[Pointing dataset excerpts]
——

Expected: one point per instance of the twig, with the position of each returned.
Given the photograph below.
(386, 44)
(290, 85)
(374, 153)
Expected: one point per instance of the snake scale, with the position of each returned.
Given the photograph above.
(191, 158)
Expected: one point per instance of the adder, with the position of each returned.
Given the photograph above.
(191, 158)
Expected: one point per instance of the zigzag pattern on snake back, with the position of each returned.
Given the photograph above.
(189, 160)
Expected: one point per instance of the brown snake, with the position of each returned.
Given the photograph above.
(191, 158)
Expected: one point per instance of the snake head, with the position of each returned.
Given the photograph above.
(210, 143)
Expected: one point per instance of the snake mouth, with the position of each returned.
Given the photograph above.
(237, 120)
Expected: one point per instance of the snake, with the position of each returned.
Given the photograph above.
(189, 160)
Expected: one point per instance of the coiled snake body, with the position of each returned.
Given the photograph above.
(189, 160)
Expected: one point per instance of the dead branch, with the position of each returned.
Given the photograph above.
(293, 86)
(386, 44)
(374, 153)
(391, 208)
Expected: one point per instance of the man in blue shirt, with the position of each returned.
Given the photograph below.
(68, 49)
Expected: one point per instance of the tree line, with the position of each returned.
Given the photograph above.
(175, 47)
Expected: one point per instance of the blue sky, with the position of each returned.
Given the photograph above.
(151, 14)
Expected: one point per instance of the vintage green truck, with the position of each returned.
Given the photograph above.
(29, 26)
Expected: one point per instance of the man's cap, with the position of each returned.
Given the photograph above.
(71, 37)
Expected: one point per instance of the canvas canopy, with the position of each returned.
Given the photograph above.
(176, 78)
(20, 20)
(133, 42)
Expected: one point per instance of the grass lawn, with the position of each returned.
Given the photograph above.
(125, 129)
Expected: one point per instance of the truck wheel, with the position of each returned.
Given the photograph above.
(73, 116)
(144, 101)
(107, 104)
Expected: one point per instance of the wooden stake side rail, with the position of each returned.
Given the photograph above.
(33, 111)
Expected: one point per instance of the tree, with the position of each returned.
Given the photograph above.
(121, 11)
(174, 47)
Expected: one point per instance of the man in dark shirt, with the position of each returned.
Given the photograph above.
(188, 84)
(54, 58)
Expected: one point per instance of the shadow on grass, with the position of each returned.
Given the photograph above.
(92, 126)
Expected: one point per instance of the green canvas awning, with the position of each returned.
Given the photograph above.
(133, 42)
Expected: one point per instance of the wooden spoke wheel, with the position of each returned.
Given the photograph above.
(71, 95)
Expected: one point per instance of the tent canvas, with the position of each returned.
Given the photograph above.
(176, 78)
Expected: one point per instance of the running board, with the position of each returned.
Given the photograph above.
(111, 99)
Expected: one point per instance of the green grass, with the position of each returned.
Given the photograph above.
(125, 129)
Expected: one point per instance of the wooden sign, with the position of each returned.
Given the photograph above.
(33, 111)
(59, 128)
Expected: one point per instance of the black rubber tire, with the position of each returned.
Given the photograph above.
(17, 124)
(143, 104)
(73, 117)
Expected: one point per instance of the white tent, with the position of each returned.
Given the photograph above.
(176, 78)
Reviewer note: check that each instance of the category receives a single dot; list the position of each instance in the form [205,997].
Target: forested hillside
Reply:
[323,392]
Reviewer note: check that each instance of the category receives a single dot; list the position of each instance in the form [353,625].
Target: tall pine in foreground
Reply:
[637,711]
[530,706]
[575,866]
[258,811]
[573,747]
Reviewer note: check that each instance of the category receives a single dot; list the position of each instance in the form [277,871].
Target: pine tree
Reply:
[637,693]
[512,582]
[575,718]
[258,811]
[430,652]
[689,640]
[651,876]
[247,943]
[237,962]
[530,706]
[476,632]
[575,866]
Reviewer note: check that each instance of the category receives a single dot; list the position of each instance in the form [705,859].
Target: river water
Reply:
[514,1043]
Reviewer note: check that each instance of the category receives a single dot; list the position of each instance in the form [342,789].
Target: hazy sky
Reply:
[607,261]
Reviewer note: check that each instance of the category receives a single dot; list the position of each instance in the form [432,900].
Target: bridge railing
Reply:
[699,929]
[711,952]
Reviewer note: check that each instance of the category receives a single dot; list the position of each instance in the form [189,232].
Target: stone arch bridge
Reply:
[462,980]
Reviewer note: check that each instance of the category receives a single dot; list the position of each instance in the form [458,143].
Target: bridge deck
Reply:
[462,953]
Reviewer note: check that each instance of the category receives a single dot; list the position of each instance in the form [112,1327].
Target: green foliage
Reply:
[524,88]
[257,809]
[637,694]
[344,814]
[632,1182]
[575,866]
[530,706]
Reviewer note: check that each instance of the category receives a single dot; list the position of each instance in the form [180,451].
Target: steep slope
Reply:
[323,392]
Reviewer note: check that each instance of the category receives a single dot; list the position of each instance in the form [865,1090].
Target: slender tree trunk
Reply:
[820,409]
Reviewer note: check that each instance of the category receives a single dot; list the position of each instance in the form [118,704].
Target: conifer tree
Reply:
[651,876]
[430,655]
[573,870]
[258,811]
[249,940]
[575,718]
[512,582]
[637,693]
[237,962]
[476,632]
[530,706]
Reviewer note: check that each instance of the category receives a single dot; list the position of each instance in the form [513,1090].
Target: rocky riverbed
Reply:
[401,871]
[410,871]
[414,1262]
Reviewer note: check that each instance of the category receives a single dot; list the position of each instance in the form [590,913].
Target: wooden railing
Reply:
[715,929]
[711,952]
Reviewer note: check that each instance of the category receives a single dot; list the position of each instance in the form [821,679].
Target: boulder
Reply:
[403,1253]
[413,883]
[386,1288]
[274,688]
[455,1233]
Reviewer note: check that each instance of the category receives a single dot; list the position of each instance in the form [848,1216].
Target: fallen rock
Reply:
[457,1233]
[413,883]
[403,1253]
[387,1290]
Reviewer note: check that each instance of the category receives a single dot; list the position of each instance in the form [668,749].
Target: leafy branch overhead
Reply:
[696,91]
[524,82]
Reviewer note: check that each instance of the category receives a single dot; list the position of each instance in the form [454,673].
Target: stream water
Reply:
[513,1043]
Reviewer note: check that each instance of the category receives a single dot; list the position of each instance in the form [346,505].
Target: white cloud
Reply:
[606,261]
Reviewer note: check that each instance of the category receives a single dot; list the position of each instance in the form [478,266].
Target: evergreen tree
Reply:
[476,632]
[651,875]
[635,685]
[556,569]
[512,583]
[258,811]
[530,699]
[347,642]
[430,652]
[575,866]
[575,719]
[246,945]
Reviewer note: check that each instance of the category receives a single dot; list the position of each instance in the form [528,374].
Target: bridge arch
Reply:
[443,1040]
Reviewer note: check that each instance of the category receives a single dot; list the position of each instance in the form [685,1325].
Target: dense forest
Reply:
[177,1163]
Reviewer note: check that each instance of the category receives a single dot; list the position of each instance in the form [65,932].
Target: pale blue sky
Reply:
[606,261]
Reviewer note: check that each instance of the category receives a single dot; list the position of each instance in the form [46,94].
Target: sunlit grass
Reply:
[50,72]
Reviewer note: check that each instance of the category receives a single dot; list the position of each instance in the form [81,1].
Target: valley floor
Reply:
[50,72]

——

PROBLEM REQUIREMENTS:
Return, unchanged, the lines of the records starting with the one that contains "the form [46,94]." and running through the end of the records.

OUTPUT:
Reviewer note: check that each instance of the category receives a single dot; list the position of each instance in the form [46,94].
Target: sunlit grass
Reply:
[50,72]
Reviewer note: check that each instance of the category receives a single dot; list the position of each instance in the form [81,1].
Target: valley floor
Reply:
[50,72]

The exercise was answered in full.